* Start EXERCISE MATERIAL *
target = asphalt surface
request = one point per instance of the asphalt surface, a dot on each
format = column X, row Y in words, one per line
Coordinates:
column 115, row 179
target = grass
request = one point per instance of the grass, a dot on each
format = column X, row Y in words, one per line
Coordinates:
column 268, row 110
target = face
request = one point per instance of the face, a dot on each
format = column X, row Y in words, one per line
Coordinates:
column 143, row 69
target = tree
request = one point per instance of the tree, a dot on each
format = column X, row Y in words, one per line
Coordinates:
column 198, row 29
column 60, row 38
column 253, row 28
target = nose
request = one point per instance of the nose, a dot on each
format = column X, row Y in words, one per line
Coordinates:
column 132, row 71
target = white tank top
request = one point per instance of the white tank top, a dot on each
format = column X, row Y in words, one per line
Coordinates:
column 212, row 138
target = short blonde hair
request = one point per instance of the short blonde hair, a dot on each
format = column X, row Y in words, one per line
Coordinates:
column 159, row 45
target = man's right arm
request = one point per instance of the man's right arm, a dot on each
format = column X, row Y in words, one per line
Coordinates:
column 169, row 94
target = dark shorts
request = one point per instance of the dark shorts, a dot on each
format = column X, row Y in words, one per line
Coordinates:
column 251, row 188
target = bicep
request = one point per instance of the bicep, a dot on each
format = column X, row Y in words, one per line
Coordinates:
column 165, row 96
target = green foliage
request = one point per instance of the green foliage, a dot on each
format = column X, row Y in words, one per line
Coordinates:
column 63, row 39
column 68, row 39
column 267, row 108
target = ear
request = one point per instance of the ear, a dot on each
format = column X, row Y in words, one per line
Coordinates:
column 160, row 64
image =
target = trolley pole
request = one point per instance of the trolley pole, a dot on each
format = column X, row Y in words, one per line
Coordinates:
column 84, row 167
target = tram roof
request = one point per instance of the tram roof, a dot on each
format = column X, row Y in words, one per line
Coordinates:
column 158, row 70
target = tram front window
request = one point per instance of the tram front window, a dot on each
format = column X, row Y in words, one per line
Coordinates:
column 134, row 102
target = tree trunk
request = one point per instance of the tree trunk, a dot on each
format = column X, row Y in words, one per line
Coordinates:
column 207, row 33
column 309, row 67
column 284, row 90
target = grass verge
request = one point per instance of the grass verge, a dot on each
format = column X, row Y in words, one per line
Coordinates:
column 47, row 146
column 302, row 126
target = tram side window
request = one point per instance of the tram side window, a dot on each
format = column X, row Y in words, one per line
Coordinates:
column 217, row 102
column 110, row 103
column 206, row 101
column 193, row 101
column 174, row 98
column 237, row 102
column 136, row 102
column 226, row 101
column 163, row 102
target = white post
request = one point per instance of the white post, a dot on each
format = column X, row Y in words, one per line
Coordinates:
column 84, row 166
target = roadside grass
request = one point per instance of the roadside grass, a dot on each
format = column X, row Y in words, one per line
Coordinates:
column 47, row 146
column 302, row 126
* End EXERCISE MATERIAL *
Copy all of the lines above word for word.

target = asphalt surface
request = one point per instance of the asphalt surface, a dot on each
format = column X, row Y in words, one per line
Coordinates:
column 115, row 179
target = grass
request = one point per instance of the grass, a dot on each
format = column X, row Y in words, one per line
Coordinates:
column 268, row 110
target = face
request = one point per instance of the face, a dot on each
format = column X, row Y in words, one per line
Coordinates:
column 143, row 69
target = tree
request = one point per instance of the tree, a dot on each
format = column X, row Y in words, one per line
Coordinates:
column 198, row 29
column 60, row 38
column 253, row 28
target = nose
request = one point per instance of the nose, a dot on each
format = column X, row Y in words, one per line
Coordinates:
column 132, row 71
target = white tank top
request = one point per instance of the white tank top, a dot on each
format = column X, row Y in words, one per line
Coordinates:
column 212, row 138
target = short blonde hair
request = one point per instance of the short blonde hair, a dot on each
format = column X, row Y in words, one per line
Coordinates:
column 159, row 45
target = man's right arm
request = one point per instance of the man's right arm, a dot on each
format = column X, row Y in words, one per line
Coordinates:
column 169, row 94
target = dark shorts
request = one point per instance of the dark shorts, a dot on each
format = column X, row Y in words, one per line
Coordinates:
column 251, row 188
target = bicep
request = one point per instance of the bicep, a dot on each
format = column X, row Y in words, one per line
Coordinates:
column 165, row 96
target = green foliage
request = one point per instance of the green foliage, a dot on each
format = column X, row Y in words, one per line
Coordinates:
column 63, row 39
column 68, row 39
column 267, row 108
target = ear
request = one point per instance of the ear, a dot on each
format = column X, row Y in words, one per line
Coordinates:
column 160, row 64
image =
target = trolley pole
request = one point per instance of the trolley pole, a dot on each
format = column X, row Y in words, one per line
Coordinates:
column 84, row 167
target = tram roof
request = one point per instance of the tram roof, a dot on each
format = column X, row Y in words, one per line
Coordinates:
column 158, row 70
target = tram front window
request = one point per instance of the tram front window, a dot on each
format = column X, row Y in words, one per line
Coordinates:
column 134, row 102
target = tree trunk
request = one point per instance of the tree trunk, a dot on each
format = column X, row Y in words, one per line
Coordinates:
column 207, row 33
column 309, row 67
column 284, row 90
target = grass verge
request = one point per instance of the grass verge, a dot on each
format = column X, row Y in words, one per line
Coordinates:
column 47, row 146
column 302, row 126
target = tram side window
request = one point per instance of the tram side window, a dot on each
format = column X, row Y in words, one per line
Coordinates:
column 217, row 102
column 110, row 103
column 206, row 101
column 193, row 101
column 174, row 98
column 237, row 102
column 136, row 102
column 226, row 101
column 163, row 102
target = white post
request = one point per instance of the white post, a dot on each
format = column X, row Y in words, one per line
Coordinates:
column 84, row 166
target = roadside grass
request = one point per instance of the roadside grass, a dot on each
format = column X, row Y in words, one per line
Coordinates:
column 47, row 146
column 302, row 126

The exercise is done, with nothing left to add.